**** Source document ****
Question: I recently created a living trust as part of my estate plan. Should I name my living trust as the beneficiary of my IRA?
Answer: When it comes to naming the beneficiaries on an IRA, I generally like to keep things simple. However, there are some situations where an IRA owner might need to exercise additional control over how the IRA is inherited. These situations are usually best addressed by naming a trust as beneficiary.
A common reason for naming a trust as an IRA’s beneficiary is to accommodate the personal circumstances of the IRA owner’s ultimate beneficiaries. For example, if your ultimate beneficiary has special needs, a trust can help that person avoid direct ownership of assets that might reduce her eligibility for government benefits.
You might also find a trust helpful if your ultimate beneficiary is a minor. Since minors cannot legally inherit IRAs directly, a trust could help settle the estate more quickly by assuring the IRA custodian that someone is there to help look after the minor’s inheritance. A trust can also be set up with spendthrift provisions to help protect the inherited assets from beneficiaries with addictions or other challenges.
Naming a trust as your IRA’s beneficiary might also be the best way to handle complex family situations. For example, a divorced individual may want his second wife to receive the required minimum distributions from his IRA during her lifetime, but allow the children from his first marriage to inherit whatever is left. The easiest way to balance both of these goals is to name a trust as your IRA beneficiary.
****
# Your instructions
Reproduce the full question-and-answer piece on naming a trust as an IRA beneficiary, word for word. The records play no part in any of this work.
**** Data entries ****
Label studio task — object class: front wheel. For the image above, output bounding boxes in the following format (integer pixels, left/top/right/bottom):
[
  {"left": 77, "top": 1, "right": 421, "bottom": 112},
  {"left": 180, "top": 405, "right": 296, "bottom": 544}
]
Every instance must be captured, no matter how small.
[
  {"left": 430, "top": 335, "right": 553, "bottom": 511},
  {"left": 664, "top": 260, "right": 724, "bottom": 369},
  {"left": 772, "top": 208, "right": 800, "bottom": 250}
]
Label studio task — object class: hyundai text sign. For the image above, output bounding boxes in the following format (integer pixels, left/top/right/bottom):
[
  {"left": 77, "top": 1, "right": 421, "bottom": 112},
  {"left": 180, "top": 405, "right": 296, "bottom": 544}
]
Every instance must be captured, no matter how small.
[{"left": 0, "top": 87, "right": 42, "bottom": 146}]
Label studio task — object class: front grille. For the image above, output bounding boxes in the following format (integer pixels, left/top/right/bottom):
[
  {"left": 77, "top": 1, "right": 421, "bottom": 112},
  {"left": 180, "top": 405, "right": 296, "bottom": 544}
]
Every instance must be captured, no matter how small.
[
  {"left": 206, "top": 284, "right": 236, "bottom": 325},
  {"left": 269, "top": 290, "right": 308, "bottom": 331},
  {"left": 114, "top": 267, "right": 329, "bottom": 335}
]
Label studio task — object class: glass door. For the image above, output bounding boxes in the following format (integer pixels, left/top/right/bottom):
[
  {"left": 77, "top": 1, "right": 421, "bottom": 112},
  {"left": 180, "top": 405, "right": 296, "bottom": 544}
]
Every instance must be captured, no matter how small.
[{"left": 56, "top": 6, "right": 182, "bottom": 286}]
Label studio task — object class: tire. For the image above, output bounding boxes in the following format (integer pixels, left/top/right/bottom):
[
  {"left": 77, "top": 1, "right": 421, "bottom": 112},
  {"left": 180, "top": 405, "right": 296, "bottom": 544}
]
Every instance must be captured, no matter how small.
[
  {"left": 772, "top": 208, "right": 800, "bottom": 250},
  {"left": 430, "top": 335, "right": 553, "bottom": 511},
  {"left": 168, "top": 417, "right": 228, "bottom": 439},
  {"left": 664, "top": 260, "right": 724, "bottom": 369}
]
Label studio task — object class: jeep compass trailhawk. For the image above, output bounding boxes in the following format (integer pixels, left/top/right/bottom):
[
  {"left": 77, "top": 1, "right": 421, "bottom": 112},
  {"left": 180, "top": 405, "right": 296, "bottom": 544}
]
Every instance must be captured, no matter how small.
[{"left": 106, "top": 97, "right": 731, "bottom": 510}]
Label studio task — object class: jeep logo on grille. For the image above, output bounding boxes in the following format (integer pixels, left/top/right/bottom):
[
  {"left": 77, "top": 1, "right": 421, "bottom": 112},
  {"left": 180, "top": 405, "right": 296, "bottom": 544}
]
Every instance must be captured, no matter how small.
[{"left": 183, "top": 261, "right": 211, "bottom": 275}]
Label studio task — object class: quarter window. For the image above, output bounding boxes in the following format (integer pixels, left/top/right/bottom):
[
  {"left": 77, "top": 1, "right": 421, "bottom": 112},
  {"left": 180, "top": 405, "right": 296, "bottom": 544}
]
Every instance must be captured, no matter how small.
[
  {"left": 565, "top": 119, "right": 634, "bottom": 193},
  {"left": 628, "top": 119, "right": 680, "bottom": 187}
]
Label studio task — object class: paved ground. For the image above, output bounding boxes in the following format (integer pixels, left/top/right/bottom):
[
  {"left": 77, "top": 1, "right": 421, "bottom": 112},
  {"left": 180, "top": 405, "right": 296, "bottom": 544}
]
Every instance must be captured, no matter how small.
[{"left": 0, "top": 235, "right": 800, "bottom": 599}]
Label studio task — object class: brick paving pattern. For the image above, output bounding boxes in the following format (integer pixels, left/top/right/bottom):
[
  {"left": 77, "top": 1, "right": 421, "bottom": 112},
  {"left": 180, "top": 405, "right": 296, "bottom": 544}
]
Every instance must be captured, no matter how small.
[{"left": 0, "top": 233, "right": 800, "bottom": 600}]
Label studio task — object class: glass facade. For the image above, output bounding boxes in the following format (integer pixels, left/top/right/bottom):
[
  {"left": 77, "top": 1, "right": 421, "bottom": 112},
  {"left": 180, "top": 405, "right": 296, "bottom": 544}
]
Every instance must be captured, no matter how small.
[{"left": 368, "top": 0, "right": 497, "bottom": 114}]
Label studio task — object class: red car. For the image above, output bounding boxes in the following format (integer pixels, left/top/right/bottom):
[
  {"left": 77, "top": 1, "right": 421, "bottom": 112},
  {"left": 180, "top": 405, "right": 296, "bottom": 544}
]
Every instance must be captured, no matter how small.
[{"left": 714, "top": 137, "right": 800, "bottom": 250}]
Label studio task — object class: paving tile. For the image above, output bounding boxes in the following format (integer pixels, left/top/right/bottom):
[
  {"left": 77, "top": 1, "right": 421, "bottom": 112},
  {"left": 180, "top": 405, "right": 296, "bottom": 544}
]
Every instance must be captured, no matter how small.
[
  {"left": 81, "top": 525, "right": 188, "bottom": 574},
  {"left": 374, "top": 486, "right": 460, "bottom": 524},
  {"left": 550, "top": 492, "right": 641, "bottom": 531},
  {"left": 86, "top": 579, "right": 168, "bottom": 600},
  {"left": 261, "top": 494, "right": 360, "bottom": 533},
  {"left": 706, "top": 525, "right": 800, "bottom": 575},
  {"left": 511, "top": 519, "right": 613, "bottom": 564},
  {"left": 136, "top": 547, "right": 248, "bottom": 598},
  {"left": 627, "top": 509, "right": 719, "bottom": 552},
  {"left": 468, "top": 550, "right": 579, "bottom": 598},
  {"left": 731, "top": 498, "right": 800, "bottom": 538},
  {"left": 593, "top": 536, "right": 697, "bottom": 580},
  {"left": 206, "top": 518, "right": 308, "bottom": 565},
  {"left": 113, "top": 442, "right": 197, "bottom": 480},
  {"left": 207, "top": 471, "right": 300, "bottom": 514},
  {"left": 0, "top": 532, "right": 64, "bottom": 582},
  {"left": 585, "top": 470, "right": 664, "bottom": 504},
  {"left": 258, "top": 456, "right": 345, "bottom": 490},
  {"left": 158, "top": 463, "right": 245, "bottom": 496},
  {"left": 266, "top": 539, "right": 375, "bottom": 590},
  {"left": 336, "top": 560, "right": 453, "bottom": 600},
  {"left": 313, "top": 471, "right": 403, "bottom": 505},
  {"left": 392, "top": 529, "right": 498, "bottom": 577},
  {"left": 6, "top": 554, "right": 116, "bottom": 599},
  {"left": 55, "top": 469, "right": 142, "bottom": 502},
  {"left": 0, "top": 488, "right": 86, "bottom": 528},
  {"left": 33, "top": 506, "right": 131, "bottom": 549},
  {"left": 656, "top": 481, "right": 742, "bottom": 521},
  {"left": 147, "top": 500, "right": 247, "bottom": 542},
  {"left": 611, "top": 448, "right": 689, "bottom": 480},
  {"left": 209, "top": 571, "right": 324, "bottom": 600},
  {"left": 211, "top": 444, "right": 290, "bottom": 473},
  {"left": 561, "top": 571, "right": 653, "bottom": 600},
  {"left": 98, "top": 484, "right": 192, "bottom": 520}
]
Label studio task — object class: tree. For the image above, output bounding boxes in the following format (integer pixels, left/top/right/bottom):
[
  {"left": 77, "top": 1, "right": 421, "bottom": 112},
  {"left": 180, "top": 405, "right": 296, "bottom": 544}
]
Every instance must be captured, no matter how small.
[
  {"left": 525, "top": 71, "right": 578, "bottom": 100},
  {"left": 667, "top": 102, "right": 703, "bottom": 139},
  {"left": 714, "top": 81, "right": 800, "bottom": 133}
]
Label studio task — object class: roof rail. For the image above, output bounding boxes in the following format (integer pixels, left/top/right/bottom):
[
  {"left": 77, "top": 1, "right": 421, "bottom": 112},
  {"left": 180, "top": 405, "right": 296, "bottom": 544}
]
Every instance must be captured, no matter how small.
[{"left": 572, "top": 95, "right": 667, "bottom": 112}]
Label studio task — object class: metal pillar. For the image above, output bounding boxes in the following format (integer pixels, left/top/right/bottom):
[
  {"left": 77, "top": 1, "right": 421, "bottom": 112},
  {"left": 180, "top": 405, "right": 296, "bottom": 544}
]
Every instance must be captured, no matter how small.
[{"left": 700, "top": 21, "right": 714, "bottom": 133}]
****
# Output for this task
Question: I recently created a living trust as part of my estate plan. Should I name my living trust as the beneficiary of my IRA?
Answer: When it comes to naming the beneficiaries on an IRA, I generally like to keep things simple. However, there are some situations where an IRA owner might need to exercise additional control over how the IRA is inherited. These situations are usually best addressed by naming a trust as beneficiary.
A common reason for naming a trust as an IRA’s beneficiary is to accommodate the personal circumstances of the IRA owner’s ultimate beneficiaries. For example, if your ultimate beneficiary has special needs, a trust can help that person avoid direct ownership of assets that might reduce her eligibility for government benefits.
You might also find a trust helpful if your ultimate beneficiary is a minor. Since minors cannot legally inherit IRAs directly, a trust could help settle the estate more quickly by assuring the IRA custodian that someone is there to help look after the minor’s inheritance. A trust can also be set up with spendthrift provisions to help protect the inherited assets from beneficiaries with addictions or other challenges.
Naming a trust as your IRA’s beneficiary might also be the best way to handle complex family situations. For example, a divorced individual may want his second wife to receive the required minimum distributions from his IRA during her lifetime, but allow the children from his first marriage to inherit whatever is left. The easiest way to balance both of these goals is to name a trust as your IRA beneficiary.